[提示文]
····················

説明

ロープ止め具

【課題】 支柱に対する止着が容易なロープ止め具を提供する。
【解決手段】 支柱本体2の頭頂部21に嵌着する支柱材3の上端部付近の一直径方向の側面に入口部4及び出口部5を開口し、該入口部4及び出口部5には縦長に開口すると共に、内端側の基端部分において開口凹部6の縁辺を切り欠いて形成した入口側切欠部41及び出口側切欠部51を設け、支柱材3の側面に横向きに開口させて形成した開口凹部6内に、支柱材3の長手方向に沿ってほゞロープ径の間隔を開けて立設した第1係止柱71及び第2係止柱72と、両係止柱71、72の周囲に形成され、入口部4及び出口部5と連通するロープ通路と、を設け、入口側切欠部41と、第1係止柱71及び第2係止柱72の間の係止間隔部と、出口側切欠部51とを、入口部4及び出口部5を含む面において支柱材3の長手方向に互いに偏位させた。

【発明の詳細な説明】
【技術分野】
【0001】
本発明は、林業、漁業、農業、建設業等の広範な産業分野や、テントの設立等、レジャー分野等において、広く利用可能なロープ止め具に関し、特に支柱に張設するロープの固定に好適なロープ止め具に関するものである。
【背景技術】
【0002】
例えば、植林造成地域において、苗木の若芽を食い荒らす鹿等の有蹄動物の食害から苗木を守るために、獣害防止ネットを張り巡らせている。即ち、獣害防止ネットの上端部分に通したロープを、適宜な間隔で設置した支柱の上端部分に縛り付けることにより、獣害防止ネットを展開し、苗木の育成地域へ動物が入り込むことを防いでいる。
【0003】
しかしながら、苗木の育成地域は山間部にあり、しかも傾斜地となっていることが多く、また支柱の高さが低いと充分な侵入防止効果を得ることができない。このため、ロープの止着作業は、不安定な作業現場で行なうことが多く、また頭上の高い位置における作業を強いられている。しかも、支柱にロープを縛り付けるには、「巻き結び」などを扱うロープワークと呼ばれる熟達した技術が必要である。
そして、上記のような獣害防止ネットが、例えば特許文献1によって提案されている。
【0004】
【特許文献1】実開平2−120172号公報
【発明の開示】
【発明が解決しようとする課題】
【0005】
しかしながら、従来の獣害防止ネットにおいては、支柱に対するロープの止着作業が面倒であり、適宜な緊張を保ってロープを張るには熟練した技術が必要であった。

····················

[収集データ]
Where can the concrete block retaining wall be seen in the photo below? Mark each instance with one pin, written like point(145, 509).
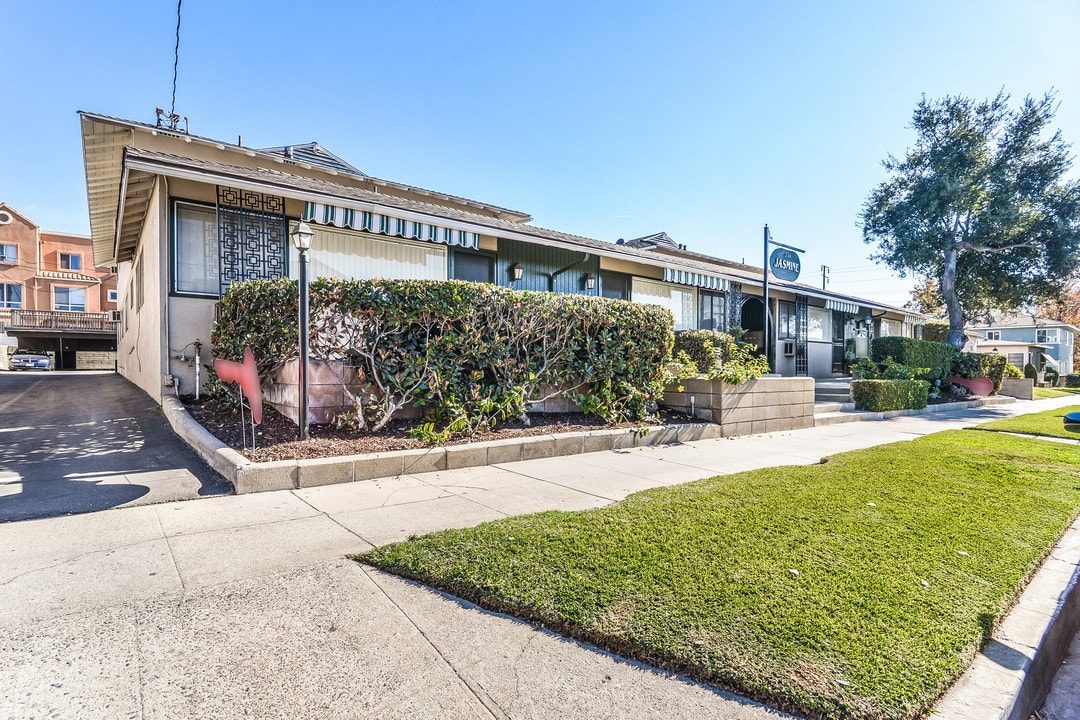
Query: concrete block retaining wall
point(766, 405)
point(247, 476)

····················

[取り組む課題]
A) 提示文の内容に基づいて、次の問いに答えなさい。解答には、問いと同じ記号を付けること。
(i) 苗木の若芽を食い荒らす動物として、どのような動物が挙げられているか。
(ii) 支柱にロープを縛り付けるには、どのような技術が必要だとされているか。
(iii) 獣害防止ネットを提案したものとして示されている特許文献1は何か。
B) 提示文にある次の一文を英語に訳しなさい。「しかしながら、従来の獣害防止ネットにおいては、支柱に対するロープの止着作業が面倒であり、適宜な緊張を保ってロープを張るには熟練した技術が必要であった。」
ここではデータを一切使用しません。

[解答例]
A)
(i) 鹿等の有蹄動物
(ii) 「巻き結び」などを扱うロープワークと呼ばれる熟達した技術
(iii) 実開平2−120172号公報

B) However, with conventional animal damage prevention nets, the work of fastening the rope to the posts was troublesome, and skilled technique was required to stretch the rope while maintaining appropriate tension.